- **Record excerpts**:
--------------------------------
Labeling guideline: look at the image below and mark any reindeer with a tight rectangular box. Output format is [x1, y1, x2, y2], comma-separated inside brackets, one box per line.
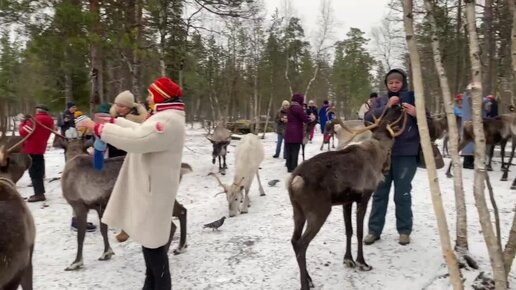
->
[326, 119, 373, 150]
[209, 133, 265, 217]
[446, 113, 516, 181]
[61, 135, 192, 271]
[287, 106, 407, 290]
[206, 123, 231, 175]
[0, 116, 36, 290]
--------------------------------
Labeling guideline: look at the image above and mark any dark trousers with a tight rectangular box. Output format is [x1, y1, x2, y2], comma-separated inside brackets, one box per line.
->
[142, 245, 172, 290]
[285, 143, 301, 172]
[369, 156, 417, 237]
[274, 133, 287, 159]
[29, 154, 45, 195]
--------------------------------
- **Work to complete**: Copy the records from the line with "Labeling guideline: look at the image above" to the line with "[29, 154, 45, 195]", swapping "trousers" for "pants" and keeping everything else the same. Give only those lines.

- **Exercise response**:
Labeling guideline: look at the image above and mark any dark pants with a tight rectangular box. Output format is [x1, y1, x2, y2], comma-separated inside brackets, one box per line.
->
[142, 245, 172, 290]
[285, 143, 301, 172]
[369, 156, 417, 237]
[274, 133, 287, 159]
[29, 154, 45, 195]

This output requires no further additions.